**TO DO**
[A] List the new European Union members that the Ukraine news note says border Ukraine on its western side.
[B] In the entries from the line with "point_to(query) locates a point on each instance of the hazy" up to and including the line with "shoreline in the picture above.", switch "statue" to "sculpture" and give those lines again with nothing else changed.

:: SOURCE TEXT ::

This blog was originally sent out as part of the Illinois News Bureau on February 20, 2014.
Editor’s note: Three months of protests in Ukraine erupted into new violence beginning Tuesday (Feb. 18) as riot police attempted to clear protesters from a square in the capital of Kiev, with dozens killed and many more injured. Despite appearances, however, this is not a simple people-versus-government conflict, says Carol Leff, a political science professor at Illinois who teaches courses on Soviet, post-Soviet and Eastern European politics. Ukraine, a former Soviet republic, sits between Russia to the east and the European Union to the west, where it borders new EU members Poland, Slovakia, Hungary and Romania. The country also is divided by region, ethnicity and language, with western and central regions largely speaking Ukrainian and eastern and southern areas Russian. All of this plays a role in the conflict. Leff spoke about the situation with News Bureau social sciences editor Craig Chamberlain.

:::
:: DATASET CONTENT ::

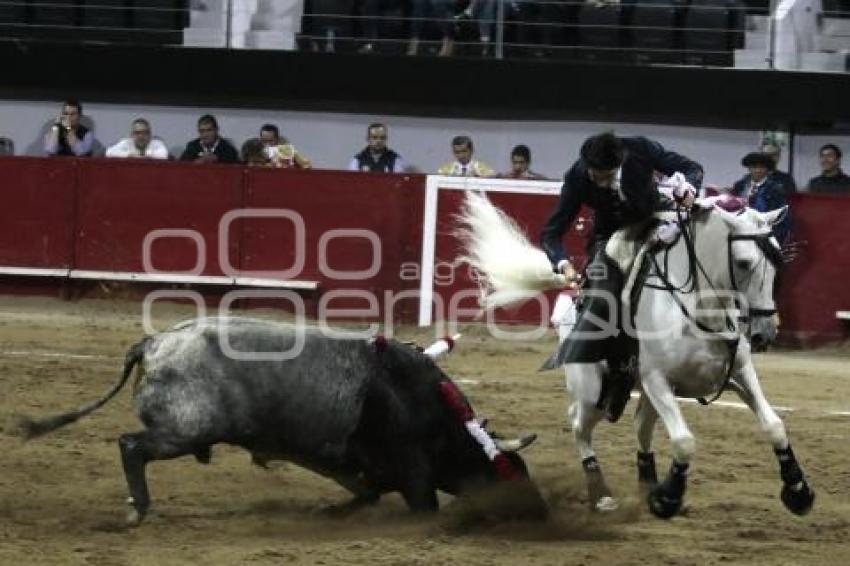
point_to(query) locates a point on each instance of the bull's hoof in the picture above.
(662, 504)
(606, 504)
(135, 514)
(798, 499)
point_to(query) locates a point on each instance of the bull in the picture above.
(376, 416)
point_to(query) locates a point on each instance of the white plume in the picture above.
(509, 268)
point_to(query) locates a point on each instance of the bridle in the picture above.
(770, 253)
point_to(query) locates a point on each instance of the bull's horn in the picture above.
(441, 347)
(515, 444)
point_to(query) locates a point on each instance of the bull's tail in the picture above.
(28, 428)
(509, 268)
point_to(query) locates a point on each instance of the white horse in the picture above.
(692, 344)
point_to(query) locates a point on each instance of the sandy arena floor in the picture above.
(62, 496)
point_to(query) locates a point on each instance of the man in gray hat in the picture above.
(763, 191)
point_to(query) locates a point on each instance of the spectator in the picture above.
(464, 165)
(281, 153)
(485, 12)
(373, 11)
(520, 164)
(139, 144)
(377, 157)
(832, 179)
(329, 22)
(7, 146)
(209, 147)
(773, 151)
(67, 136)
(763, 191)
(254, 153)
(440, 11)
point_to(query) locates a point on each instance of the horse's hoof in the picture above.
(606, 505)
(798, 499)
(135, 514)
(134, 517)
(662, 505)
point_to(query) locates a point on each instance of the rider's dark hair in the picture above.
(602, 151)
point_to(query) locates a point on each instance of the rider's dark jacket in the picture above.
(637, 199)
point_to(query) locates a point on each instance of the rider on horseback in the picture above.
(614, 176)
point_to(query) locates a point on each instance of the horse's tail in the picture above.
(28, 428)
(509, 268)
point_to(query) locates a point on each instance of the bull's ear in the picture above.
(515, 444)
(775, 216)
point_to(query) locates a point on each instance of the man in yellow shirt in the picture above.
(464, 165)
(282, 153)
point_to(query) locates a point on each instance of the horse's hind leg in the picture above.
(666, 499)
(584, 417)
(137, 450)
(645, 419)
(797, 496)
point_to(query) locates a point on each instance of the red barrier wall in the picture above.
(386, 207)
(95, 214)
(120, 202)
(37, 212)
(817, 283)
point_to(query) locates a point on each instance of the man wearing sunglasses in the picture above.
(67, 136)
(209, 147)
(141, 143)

:::
:: DATASET CONTENT ::

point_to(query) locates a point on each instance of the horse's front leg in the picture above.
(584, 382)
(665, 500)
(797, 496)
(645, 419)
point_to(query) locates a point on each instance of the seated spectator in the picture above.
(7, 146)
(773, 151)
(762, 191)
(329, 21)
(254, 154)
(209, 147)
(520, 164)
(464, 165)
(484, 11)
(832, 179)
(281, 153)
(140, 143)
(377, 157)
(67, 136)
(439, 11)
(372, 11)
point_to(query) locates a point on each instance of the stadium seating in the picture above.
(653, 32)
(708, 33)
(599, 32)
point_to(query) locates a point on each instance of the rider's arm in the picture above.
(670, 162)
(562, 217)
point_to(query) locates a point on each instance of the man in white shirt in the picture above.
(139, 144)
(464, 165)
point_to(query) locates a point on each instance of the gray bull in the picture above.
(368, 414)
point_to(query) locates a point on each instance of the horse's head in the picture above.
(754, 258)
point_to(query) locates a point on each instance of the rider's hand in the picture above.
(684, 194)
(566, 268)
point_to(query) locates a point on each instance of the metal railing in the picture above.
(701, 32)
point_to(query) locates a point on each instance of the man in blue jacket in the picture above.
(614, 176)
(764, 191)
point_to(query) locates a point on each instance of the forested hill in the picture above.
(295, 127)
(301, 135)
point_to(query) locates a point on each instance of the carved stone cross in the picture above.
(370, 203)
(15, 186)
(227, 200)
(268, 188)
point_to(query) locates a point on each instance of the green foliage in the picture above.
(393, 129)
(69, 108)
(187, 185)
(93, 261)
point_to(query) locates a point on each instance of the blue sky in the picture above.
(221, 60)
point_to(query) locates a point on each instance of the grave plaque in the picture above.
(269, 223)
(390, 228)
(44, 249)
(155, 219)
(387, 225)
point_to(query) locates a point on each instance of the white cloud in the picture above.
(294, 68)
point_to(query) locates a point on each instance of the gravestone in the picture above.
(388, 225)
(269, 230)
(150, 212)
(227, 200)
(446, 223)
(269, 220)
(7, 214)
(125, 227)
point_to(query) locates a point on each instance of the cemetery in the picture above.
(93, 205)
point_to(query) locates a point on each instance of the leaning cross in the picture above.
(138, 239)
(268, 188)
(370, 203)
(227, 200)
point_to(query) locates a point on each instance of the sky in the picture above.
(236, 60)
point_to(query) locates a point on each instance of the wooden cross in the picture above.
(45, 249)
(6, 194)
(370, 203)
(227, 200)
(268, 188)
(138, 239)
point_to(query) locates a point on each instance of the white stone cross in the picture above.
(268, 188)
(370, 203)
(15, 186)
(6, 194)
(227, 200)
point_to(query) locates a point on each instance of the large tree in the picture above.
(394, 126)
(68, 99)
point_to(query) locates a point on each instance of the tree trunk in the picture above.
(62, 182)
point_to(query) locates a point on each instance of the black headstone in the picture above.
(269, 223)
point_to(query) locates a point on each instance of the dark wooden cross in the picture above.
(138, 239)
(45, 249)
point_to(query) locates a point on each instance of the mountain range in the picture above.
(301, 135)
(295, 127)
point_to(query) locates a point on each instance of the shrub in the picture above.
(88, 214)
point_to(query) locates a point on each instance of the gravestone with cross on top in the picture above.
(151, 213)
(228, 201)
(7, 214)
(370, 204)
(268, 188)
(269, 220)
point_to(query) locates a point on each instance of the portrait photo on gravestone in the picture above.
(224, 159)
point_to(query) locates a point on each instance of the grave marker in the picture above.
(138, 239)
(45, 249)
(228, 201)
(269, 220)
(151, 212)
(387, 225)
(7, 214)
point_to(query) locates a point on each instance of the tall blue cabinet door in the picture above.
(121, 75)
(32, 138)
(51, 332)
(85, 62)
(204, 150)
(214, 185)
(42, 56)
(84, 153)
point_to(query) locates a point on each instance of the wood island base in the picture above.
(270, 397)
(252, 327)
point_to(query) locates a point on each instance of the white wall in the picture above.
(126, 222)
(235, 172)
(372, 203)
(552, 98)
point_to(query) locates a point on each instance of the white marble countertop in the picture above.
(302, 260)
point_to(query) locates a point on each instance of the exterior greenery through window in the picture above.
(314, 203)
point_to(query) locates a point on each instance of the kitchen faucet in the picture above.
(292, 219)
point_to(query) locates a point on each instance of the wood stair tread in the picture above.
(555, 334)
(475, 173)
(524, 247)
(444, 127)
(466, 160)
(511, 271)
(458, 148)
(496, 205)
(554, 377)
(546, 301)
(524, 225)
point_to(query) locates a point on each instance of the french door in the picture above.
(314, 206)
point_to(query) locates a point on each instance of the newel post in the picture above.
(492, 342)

:::
:: DATASET CONTENT ::

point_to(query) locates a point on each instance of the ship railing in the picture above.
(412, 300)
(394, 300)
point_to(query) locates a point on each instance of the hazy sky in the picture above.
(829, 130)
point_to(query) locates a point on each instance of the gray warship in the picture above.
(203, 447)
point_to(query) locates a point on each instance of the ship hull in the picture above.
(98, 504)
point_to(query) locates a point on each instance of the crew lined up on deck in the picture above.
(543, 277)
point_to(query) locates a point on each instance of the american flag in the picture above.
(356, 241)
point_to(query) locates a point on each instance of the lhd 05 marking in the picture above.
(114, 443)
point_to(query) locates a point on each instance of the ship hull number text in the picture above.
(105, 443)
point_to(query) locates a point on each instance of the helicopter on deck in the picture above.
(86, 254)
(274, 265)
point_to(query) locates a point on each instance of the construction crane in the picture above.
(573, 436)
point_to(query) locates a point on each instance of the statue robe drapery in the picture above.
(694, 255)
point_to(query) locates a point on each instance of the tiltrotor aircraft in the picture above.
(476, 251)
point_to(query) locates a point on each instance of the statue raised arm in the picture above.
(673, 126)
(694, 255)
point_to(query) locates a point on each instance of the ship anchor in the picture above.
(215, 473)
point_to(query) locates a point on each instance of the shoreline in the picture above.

:::

**ANSWER SET**
[A] Poland, Slovakia, Hungary, Romania

[B]
point_to(query) locates a point on each instance of the hazy sky in the picture above.
(829, 130)
point_to(query) locates a point on each instance of the gray warship in the picture above.
(203, 447)
point_to(query) locates a point on each instance of the ship hull in the picture above.
(98, 504)
point_to(query) locates a point on each instance of the crew lined up on deck in the picture above.
(543, 277)
point_to(query) locates a point on each instance of the american flag in the picture above.
(356, 241)
point_to(query) locates a point on each instance of the lhd 05 marking in the picture above.
(114, 443)
point_to(query) locates a point on each instance of the ship hull number text in the picture above.
(105, 443)
point_to(query) locates a point on each instance of the helicopter on deck in the picture above.
(86, 254)
(274, 265)
point_to(query) locates a point on each instance of the construction crane in the picture above.
(573, 436)
point_to(query) locates a point on each instance of the sculpture robe drapery in the picture above.
(694, 255)
point_to(query) locates a point on each instance of the tiltrotor aircraft in the picture above.
(476, 251)
point_to(query) locates a point on each instance of the sculpture raised arm in the picture above.
(673, 126)
(694, 255)
point_to(query) locates a point on each instance of the ship anchor in the picture above.
(215, 473)
point_to(query) locates a point on each instance of the shoreline in the picture above.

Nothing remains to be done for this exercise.